What to produce -> Copy all of the data below word for word, leaving the pictures out of your copy.

Exercise data ->
# # # #

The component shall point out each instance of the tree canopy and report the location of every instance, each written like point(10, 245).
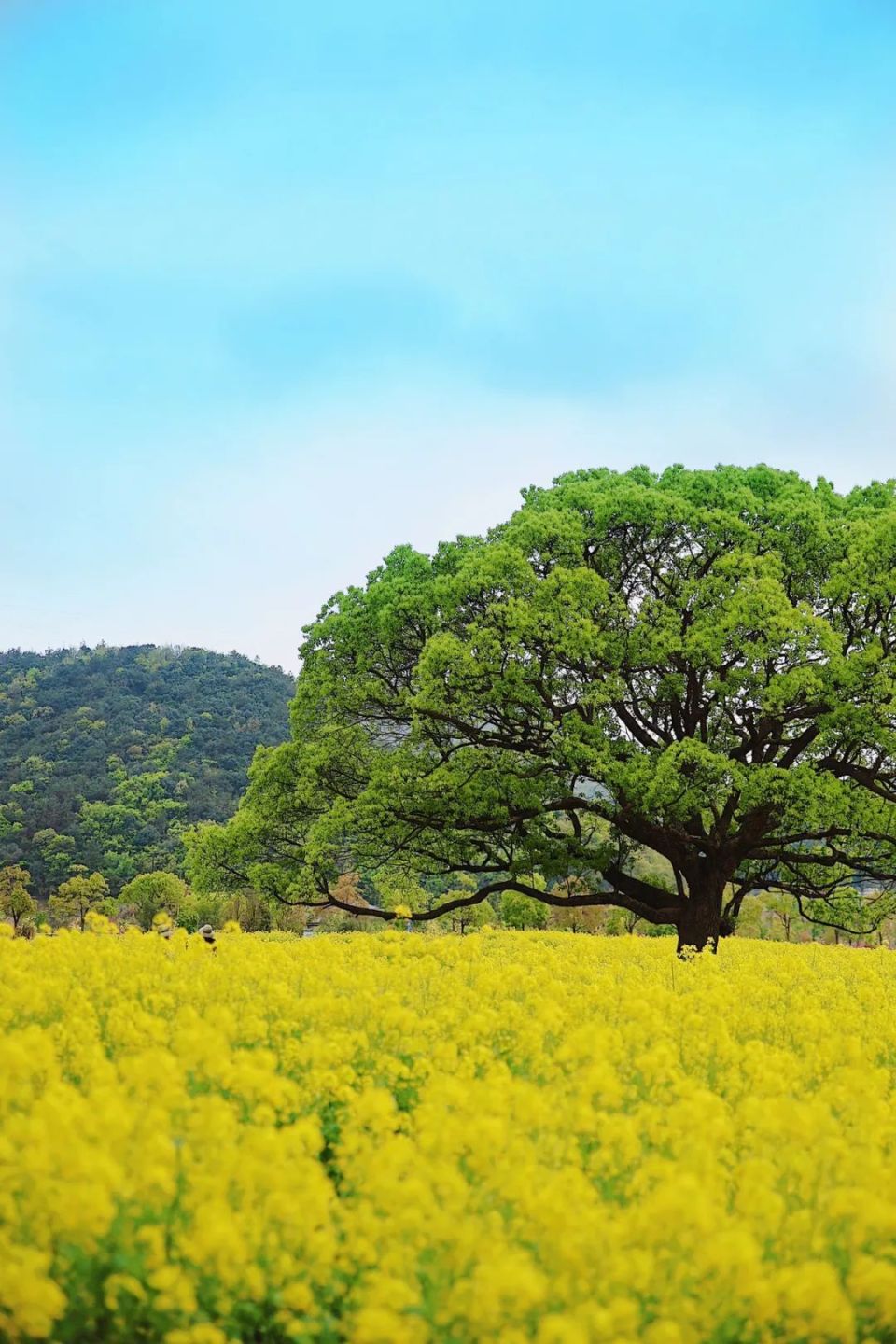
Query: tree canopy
point(694, 665)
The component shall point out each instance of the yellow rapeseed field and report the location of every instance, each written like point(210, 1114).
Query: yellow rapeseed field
point(394, 1139)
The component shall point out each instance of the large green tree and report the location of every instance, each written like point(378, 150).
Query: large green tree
point(693, 666)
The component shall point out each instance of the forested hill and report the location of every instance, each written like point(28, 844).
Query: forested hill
point(107, 754)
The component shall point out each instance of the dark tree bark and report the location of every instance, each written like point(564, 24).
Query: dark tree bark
point(700, 916)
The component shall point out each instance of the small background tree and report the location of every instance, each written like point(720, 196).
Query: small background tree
point(15, 903)
point(78, 895)
point(148, 894)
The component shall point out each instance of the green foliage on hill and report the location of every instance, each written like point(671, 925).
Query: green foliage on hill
point(107, 754)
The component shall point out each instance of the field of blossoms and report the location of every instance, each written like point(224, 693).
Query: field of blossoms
point(385, 1139)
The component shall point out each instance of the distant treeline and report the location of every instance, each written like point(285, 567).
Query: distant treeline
point(107, 754)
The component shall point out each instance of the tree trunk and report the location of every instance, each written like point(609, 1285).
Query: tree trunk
point(700, 918)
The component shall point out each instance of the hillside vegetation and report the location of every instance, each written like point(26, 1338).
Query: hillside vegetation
point(107, 754)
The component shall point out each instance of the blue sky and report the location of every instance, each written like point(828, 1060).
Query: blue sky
point(282, 286)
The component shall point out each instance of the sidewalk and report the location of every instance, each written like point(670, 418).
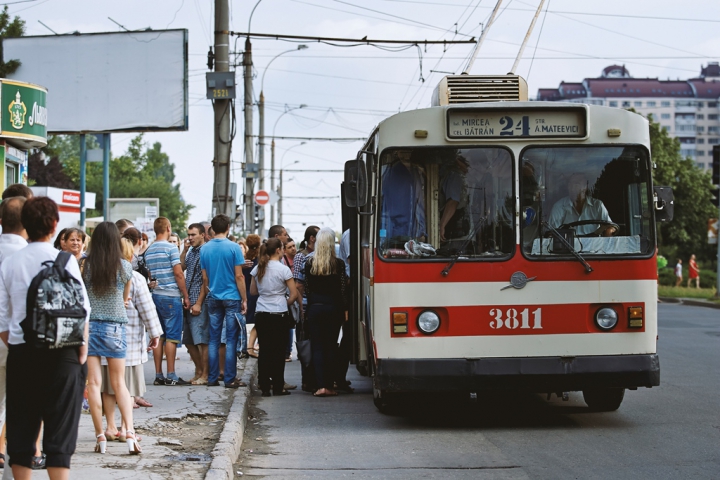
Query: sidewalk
point(179, 432)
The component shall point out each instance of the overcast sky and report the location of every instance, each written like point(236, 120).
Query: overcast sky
point(349, 90)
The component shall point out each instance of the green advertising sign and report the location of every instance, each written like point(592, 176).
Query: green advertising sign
point(23, 113)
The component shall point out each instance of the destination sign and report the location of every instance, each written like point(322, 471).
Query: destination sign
point(511, 123)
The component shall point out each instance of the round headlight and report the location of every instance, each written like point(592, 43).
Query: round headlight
point(428, 321)
point(606, 318)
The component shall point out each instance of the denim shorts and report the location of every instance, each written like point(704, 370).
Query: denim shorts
point(170, 313)
point(107, 339)
point(196, 330)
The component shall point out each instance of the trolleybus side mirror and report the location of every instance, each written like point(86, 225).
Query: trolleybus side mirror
point(355, 183)
point(664, 203)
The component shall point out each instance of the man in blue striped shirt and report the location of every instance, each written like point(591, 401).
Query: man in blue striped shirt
point(170, 297)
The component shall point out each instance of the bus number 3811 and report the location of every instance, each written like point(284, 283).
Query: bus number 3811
point(513, 319)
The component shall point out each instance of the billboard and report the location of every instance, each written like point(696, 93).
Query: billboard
point(107, 82)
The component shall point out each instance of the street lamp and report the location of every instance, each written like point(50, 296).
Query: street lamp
point(272, 154)
point(272, 183)
point(280, 194)
point(261, 114)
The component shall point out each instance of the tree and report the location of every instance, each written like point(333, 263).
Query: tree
point(9, 29)
point(141, 172)
point(687, 233)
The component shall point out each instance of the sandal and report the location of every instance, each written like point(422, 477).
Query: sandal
point(142, 402)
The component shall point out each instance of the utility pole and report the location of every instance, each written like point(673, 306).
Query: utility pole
point(247, 78)
point(222, 200)
point(261, 155)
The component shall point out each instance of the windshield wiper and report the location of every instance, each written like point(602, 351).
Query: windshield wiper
point(567, 245)
point(462, 248)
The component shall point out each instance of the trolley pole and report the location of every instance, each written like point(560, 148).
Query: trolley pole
point(222, 203)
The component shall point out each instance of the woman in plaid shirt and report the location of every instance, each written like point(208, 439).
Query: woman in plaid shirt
point(141, 315)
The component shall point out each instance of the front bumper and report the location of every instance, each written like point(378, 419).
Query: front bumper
point(535, 374)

# # # #

Solution ->
The component shall point out each instance of the tree canopy and report the location of every instance, each written like point(10, 245).
Query: tree canopy
point(694, 665)
The component shall point out each instance of the yellow rapeseed field and report the location of every instance, each written like point(210, 1114).
Query: yellow rapeseed field
point(394, 1139)
The component shall point out each instance of the large green tree and report the location of every instance, each written like point(378, 150).
Query: large green tree
point(693, 666)
The component shall point out each instance of the forested hill and report the location of every instance, each written like point(28, 844).
Query: forested hill
point(107, 754)
The component shall point out each instance of the dark tree bark and report the location of every instance, each written like point(564, 24).
Query: dark tree bark
point(700, 916)
The component shall point out each instance of the small background tree and report the location of every instance, each written like point(720, 196).
Query: small background tree
point(15, 903)
point(78, 895)
point(148, 894)
The component shall point out each instance of the green foliage on hill and report the location of every instance, each written like point(671, 925).
Query: green foliage on hill
point(107, 754)
The component shall point out each instance of the field of blossoms and report the location of every instance, each written like point(224, 693).
Query: field of blossoms
point(385, 1139)
The component shall point out each instance of the distant treeline and report the location of every instance, each written like point(285, 567).
Query: distant treeline
point(107, 754)
The component shall point out each instance of the tree trunk and report the location of every instance, each written like point(609, 1285).
Query: tree trunk
point(700, 918)
The component shall point out each instance of the hillside vegetation and report the location of every instance, each written like point(26, 1338).
Query: hillside vegetation
point(107, 754)
The component shall point out each instance of the blue sky and report the location of every instance, each written like point(828, 1060).
Query: blue sky
point(282, 286)
The component shall point out each instance of the sidewalk and report the location of every instance, each written like point(670, 418).
Query: sidewalk
point(179, 432)
The component shall point out each instance of the overcast sky and report the location of every instance, each written like point(236, 120).
Query: overcast sky
point(349, 90)
The component shall point out each instance of the green advertising sign and report the location of every instance, each written like point(592, 176).
Query: green advertising sign
point(23, 113)
The component shall point out each instance of the destination sign and report the location of every instance, each written like point(322, 471).
Query: destination sign
point(511, 123)
The component shall point out each instance of the round headlight and report the location of every instance, each written like point(592, 43).
Query: round headlight
point(428, 321)
point(606, 318)
The component shall point out each instance of the denim shorts and report the location of every instance, each written like point(704, 370).
Query: denim shorts
point(170, 313)
point(107, 339)
point(196, 330)
The component shall point out each instance of the trolleybus side mirror and report the location of every instance, each written like point(86, 225).
Query: trolleybus side mirror
point(355, 183)
point(664, 203)
The component shall point out each instance of the man in blue striped shirt and report the location of every instance, each written like point(591, 401).
Query: man in blue striped shirt
point(170, 297)
The component shall point out each instance of the bus number 3811 and report the location of every instance, each written like point(284, 283).
Query: bus number 3811
point(513, 319)
The component shall point out each instance of the billboard and report the location of every instance, each written like point(696, 93).
Query: billboard
point(107, 82)
The component shall point out each instance of the street lamp and report the location of every instance, each written like point(50, 296).
Query: street lamp
point(272, 154)
point(272, 183)
point(280, 194)
point(261, 114)
The component shall point out each instance of the tree and report the location of every instance, each written like point(333, 263).
Query: tree
point(9, 29)
point(141, 172)
point(687, 233)
The component shall point out each instance of the sandal and report the location of every instance, each written like point(422, 477).
Query: sandal
point(142, 402)
The component shall point out each instance of the utility pole and report the location of every instance, each written like point(673, 306).
Query: utility pole
point(247, 78)
point(222, 200)
point(261, 155)
The component shall point out each instance of the windshield wiper and report the location of every instance, each written like point(602, 351).
Query: windshield wiper
point(567, 245)
point(462, 248)
The component shall point out each instance of the trolley pole and report the location of every instance, each written like point(560, 148).
Query: trolley pole
point(222, 203)
The component shall point out each instance of the woman in plaid shirt and report the location of every instance, each written like point(208, 439).
Query: woman in plaid shirt
point(141, 315)
The component shall point out each instance of the front bumper and report the location of every instance, each written like point(378, 419).
Query: front bumper
point(535, 374)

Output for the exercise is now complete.